DATA EXTRACTS ::
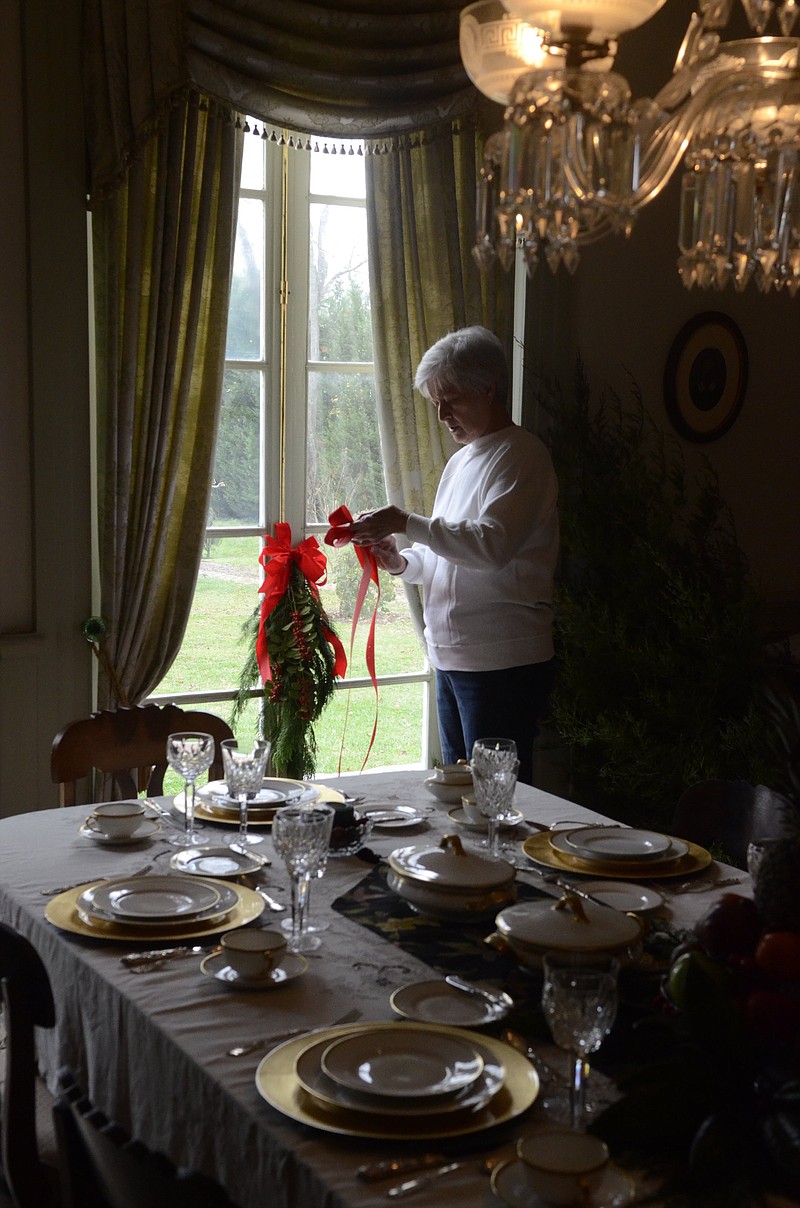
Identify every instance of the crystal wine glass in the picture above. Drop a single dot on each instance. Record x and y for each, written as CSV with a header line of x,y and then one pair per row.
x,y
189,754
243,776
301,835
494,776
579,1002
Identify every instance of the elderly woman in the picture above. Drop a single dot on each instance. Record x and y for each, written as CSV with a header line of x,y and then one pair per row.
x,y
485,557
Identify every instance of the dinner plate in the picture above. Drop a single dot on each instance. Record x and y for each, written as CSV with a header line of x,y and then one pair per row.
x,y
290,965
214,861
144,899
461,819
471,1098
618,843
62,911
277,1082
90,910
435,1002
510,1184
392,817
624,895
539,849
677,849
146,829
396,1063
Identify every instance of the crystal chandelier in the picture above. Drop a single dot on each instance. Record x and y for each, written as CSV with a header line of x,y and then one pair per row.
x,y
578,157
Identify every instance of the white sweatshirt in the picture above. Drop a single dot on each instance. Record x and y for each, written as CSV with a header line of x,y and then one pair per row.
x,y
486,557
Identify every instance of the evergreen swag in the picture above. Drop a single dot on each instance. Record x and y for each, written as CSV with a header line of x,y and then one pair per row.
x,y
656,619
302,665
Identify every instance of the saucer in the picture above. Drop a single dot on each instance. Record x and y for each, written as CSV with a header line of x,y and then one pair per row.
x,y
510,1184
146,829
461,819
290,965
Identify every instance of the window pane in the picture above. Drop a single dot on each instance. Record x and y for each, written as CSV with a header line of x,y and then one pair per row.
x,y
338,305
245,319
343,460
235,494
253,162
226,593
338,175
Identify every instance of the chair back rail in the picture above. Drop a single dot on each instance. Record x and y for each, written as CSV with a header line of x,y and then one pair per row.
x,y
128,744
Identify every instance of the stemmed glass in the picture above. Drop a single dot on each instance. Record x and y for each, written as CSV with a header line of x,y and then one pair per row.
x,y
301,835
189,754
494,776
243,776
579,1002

TASK TO CARRY OUT ::
The reply should reproduce every entry above word for word and contain no pictures.

RESPONSE AREA ::
Identify every instance of the crystal wine glass in the picture above. Drop a single dot on each instance. Record x and y for each, written as CSV with a header line of x,y and then one pair per row.
x,y
189,754
243,776
301,835
494,776
579,1002
Identify every instance of the elderly woman in the picture above. Drop a single dot on each instance. Record x and y for each, written as CSV with a header line of x,y and then one pair per row.
x,y
485,557
Identify every instance of the dinner plate in the picture above. Drop a single dot on each instance. Record x and y for each, written as CSV with a header line of x,y and then one pair per row.
x,y
290,965
214,861
144,899
461,819
471,1098
618,843
62,911
277,1082
90,910
435,1002
510,1184
392,817
624,895
539,849
677,849
146,829
396,1063
Identify every instance of the crystal chandelier in the picture above. Drop a single dot on each instance. Record x and y for each, written as CSV with a header line of x,y and then one pair per row.
x,y
578,157
Identify every instance of the white sweatshirt in the picture above. Drop a single dot on each instance. Record x and y for each, written as CSV with a header line of x,y and then one pair per row.
x,y
486,557
Identify every instance of the evergreen swag in the picture above. Drop a single dot on each instance. Record x and y for each, written as CSV with a header line of x,y and then one pair per row.
x,y
656,619
302,665
Identify every instance of the saucer in the picture above. Drop a single dot on each instance. Record x and y for each, written as CSV with a header line of x,y and then one pair per row.
x,y
510,1184
146,829
461,819
290,965
Identify every instance of the window pane in the picture above. Drop a single dot on each instance. Record x and y for each, written as CSV with a header line of x,y and then one pair per row.
x,y
338,305
245,319
343,460
235,494
253,162
226,593
338,175
Identify every instance of the chair back rail in the picture above. Drop a single dot on each instance. Record x and y for each, written as CSV with a header line of x,y and then one pair per row.
x,y
128,744
Identify every instance of the stemmed glass in the picture above. Drop a single dot on each instance. Record x and y for each, written as CSV with a header line of x,y and then one pair per row.
x,y
301,835
189,754
494,776
243,776
579,1002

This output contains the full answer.